Rows drawn from a collection:
┌────────
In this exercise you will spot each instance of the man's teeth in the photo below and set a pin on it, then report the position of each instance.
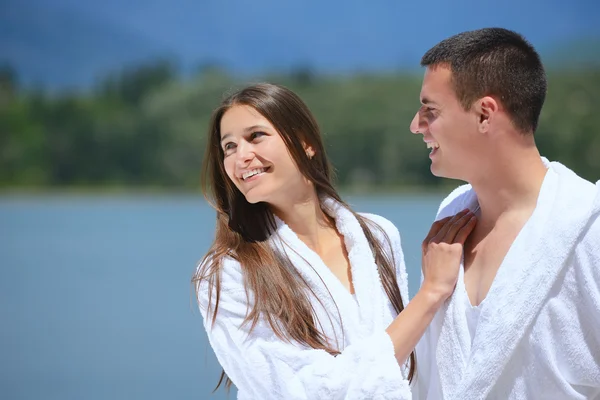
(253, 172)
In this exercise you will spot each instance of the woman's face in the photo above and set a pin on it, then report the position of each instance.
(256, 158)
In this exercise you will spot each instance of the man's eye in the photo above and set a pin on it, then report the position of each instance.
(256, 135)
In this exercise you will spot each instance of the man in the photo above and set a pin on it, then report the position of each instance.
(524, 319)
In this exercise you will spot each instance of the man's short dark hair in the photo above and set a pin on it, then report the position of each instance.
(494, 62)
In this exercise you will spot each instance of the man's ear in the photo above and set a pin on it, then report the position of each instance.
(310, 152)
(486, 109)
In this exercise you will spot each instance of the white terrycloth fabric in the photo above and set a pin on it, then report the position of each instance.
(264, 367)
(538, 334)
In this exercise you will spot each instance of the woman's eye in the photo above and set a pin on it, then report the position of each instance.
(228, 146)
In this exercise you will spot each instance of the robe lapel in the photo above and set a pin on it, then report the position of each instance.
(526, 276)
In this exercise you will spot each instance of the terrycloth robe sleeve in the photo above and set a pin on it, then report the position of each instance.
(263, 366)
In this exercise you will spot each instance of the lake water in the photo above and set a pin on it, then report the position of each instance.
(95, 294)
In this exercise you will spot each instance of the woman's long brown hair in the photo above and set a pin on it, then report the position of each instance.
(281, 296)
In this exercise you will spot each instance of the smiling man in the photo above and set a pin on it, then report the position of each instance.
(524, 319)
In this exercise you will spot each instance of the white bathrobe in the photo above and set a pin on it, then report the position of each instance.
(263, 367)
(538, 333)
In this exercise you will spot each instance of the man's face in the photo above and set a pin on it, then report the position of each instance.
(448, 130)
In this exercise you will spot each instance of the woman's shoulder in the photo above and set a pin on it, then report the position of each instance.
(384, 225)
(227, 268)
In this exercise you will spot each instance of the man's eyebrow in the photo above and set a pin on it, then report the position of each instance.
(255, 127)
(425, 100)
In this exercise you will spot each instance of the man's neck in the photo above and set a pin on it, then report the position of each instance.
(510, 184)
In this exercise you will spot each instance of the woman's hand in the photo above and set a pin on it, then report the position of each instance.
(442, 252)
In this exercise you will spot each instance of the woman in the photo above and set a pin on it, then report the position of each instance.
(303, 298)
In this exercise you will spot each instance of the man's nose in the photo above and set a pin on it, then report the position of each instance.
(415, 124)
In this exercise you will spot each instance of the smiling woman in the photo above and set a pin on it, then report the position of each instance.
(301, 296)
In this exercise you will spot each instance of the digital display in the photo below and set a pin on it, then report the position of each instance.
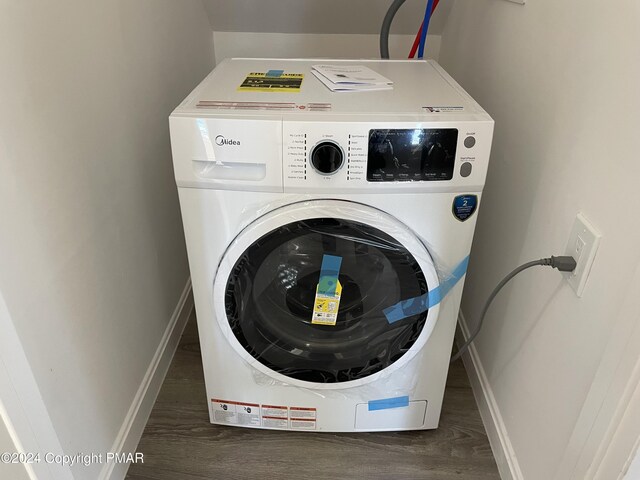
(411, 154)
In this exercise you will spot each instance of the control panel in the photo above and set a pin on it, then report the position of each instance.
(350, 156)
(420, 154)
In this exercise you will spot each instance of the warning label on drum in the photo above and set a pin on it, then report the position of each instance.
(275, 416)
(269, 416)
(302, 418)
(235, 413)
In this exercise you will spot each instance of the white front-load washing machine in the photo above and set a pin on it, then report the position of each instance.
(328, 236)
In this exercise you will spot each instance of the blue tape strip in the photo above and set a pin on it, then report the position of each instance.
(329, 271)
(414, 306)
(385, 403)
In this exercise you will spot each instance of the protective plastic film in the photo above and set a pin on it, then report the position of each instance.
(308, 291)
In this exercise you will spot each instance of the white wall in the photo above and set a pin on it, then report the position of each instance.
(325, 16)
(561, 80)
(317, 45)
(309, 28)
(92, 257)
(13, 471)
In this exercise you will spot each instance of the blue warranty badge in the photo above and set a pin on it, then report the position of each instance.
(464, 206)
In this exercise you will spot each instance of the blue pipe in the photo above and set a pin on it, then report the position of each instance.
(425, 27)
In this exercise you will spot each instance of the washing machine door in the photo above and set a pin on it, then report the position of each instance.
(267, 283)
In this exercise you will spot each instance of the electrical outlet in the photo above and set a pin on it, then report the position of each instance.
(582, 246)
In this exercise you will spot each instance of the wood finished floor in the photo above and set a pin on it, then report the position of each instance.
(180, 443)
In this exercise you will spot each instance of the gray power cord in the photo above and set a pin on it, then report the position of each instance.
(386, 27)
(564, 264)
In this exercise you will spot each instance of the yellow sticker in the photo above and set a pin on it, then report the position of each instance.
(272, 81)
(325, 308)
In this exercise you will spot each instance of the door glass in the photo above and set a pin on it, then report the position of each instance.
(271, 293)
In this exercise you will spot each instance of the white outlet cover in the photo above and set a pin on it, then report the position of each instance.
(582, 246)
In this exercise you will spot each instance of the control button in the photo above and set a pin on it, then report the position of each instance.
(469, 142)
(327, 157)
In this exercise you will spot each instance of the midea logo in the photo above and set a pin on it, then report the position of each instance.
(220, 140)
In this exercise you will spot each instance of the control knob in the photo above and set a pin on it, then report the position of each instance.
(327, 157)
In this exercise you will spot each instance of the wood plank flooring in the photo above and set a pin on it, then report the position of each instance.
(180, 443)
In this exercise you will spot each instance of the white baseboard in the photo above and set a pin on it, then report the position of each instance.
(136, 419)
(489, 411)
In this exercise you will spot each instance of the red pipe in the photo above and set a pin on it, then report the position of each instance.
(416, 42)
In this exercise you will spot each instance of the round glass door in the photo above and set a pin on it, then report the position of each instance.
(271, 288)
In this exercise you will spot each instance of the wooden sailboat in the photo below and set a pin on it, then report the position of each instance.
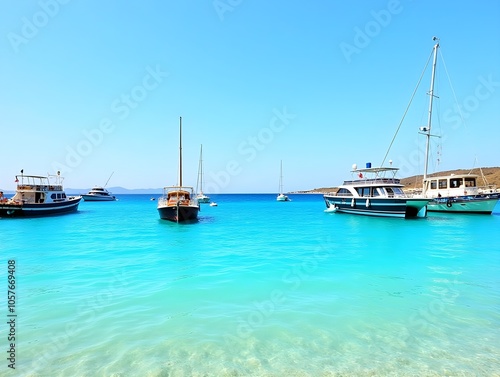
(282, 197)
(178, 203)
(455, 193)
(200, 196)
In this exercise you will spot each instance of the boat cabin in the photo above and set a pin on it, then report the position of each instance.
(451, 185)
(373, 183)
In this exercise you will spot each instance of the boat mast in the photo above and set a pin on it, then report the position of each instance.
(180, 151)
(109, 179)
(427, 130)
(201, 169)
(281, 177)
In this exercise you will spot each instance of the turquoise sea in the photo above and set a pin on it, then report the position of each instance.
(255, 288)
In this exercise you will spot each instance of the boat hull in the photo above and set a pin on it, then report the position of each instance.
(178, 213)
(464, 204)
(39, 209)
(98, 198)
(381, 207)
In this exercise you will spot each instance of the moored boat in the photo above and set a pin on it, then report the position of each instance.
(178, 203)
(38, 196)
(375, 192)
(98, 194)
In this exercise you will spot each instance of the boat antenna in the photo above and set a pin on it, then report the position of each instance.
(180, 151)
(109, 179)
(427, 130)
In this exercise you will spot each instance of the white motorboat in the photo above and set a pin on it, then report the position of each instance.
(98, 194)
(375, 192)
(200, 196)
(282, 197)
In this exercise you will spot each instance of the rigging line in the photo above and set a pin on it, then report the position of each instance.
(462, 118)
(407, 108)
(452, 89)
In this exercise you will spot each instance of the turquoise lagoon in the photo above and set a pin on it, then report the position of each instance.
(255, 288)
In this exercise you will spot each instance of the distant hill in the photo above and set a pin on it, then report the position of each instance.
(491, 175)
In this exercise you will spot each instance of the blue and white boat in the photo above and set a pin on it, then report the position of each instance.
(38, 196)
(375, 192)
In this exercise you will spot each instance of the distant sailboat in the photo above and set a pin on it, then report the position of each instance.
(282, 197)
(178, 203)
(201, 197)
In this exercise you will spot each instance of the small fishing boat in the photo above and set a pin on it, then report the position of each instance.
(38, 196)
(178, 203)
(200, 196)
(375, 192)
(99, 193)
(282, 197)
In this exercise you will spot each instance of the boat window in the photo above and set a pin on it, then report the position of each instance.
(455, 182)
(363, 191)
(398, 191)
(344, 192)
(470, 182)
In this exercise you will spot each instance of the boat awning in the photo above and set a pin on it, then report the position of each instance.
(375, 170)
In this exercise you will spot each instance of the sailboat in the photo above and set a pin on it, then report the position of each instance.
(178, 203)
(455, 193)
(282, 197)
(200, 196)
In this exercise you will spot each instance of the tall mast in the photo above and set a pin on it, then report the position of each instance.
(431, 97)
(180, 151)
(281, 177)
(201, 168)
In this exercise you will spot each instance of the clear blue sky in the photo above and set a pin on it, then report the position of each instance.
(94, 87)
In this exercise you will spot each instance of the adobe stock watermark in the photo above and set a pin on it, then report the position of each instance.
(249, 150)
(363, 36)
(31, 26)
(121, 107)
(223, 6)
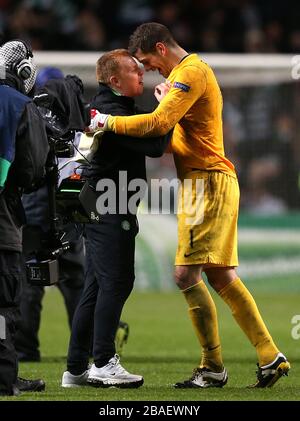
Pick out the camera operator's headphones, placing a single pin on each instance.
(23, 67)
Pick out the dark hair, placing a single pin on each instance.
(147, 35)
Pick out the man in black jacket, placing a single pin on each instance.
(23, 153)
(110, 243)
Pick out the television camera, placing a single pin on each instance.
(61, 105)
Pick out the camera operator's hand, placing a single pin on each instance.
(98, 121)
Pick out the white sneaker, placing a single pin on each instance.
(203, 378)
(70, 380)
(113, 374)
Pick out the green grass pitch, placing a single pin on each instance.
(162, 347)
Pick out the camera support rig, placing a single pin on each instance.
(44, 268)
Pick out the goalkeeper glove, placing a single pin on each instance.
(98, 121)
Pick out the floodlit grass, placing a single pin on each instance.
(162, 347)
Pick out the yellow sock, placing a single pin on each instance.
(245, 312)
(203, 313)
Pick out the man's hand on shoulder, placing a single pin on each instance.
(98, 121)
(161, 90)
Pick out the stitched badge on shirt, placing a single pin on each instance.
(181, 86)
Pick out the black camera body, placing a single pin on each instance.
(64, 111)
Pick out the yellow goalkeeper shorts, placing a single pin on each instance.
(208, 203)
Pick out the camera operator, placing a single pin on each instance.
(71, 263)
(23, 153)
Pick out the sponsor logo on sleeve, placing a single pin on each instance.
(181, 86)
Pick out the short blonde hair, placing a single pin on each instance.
└────────
Aim of the exercise:
Recast the rows from the line containing "Pick out the stitched" through the end of the rows as a Markdown table with the columns No. and Line, one line per table row, leaving out any blank lines.

Result of the task:
| No. | Line |
|---|---|
| 1 | Pick out the stitched badge on shirt, placing a single pin on each instance. |
| 2 | (181, 86) |
| 3 | Pick out the black camera body, placing a single pin on each instance. |
| 4 | (64, 111) |
| 5 | Pick out the yellow goalkeeper shorts, placing a single pin on each instance. |
| 6 | (208, 203) |
| 7 | Pick out the camera operator, placing a single pin on each instance. |
| 8 | (71, 263) |
| 9 | (23, 153) |
| 10 | Pick out the sponsor logo on sleeve, placing a single pin on each instance. |
| 11 | (181, 86) |
| 12 | Pick out the short blonde hair, placing a single pin on each instance. |